» **Exercise brief**:
The entries below must be restated word for word.

···

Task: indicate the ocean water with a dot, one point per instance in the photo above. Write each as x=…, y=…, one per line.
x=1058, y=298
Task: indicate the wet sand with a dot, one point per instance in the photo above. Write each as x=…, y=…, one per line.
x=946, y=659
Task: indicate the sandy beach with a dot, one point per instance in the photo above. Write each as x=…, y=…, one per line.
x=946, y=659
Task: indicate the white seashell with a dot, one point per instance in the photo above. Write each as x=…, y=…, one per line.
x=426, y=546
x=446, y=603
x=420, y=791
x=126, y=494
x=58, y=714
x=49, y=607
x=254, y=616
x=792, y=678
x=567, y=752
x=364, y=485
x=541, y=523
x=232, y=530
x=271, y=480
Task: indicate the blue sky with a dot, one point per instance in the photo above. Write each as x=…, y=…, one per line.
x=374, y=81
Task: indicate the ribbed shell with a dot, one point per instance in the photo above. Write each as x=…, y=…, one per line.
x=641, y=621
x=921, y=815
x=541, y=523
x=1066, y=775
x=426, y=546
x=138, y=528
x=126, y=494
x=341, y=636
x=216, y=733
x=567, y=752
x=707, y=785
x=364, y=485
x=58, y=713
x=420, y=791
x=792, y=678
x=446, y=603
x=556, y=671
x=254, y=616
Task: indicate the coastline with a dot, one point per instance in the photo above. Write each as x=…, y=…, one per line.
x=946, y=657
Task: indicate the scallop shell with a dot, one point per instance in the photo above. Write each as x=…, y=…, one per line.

···

» **Answer box**:
Task: indicate the ocean water with a dot, one point per instance in the photo above. Write each as x=…, y=…, one per line.
x=1058, y=298
Task: indicate the wet sand with a dot, one point per instance in the photo above. Write each as x=…, y=…, one per line.
x=946, y=659
Task: indicate the sandy beach with a dot, one point per instance in the photo above. Write each as x=…, y=…, one per line.
x=946, y=659
Task: indicate the white seashell with a dot, one point per instance in the photo above. Write each as x=…, y=…, one per line.
x=426, y=546
x=446, y=603
x=420, y=791
x=126, y=494
x=58, y=714
x=49, y=607
x=254, y=616
x=792, y=678
x=567, y=752
x=364, y=485
x=541, y=523
x=232, y=530
x=271, y=480
Task: indicate the blue sky with a dot, one point per instance in the photo above. Write each as x=…, y=…, one per line.
x=374, y=81
Task: indicate the ribbed shell with a dot, one point per instance in the photo above. Write each as x=…, y=…, one per line.
x=641, y=621
x=921, y=815
x=541, y=523
x=1066, y=775
x=426, y=546
x=138, y=528
x=126, y=494
x=341, y=636
x=216, y=733
x=567, y=752
x=707, y=785
x=364, y=485
x=58, y=713
x=420, y=791
x=792, y=678
x=446, y=603
x=556, y=671
x=254, y=616
Task: indicate the coastline with a dot, one point per instance in the photo above. Write each as x=…, y=…, one per line.
x=946, y=657
Task: indicate the scallop shell with a dot, one point per instance in the photo above. Write each as x=…, y=…, one per line.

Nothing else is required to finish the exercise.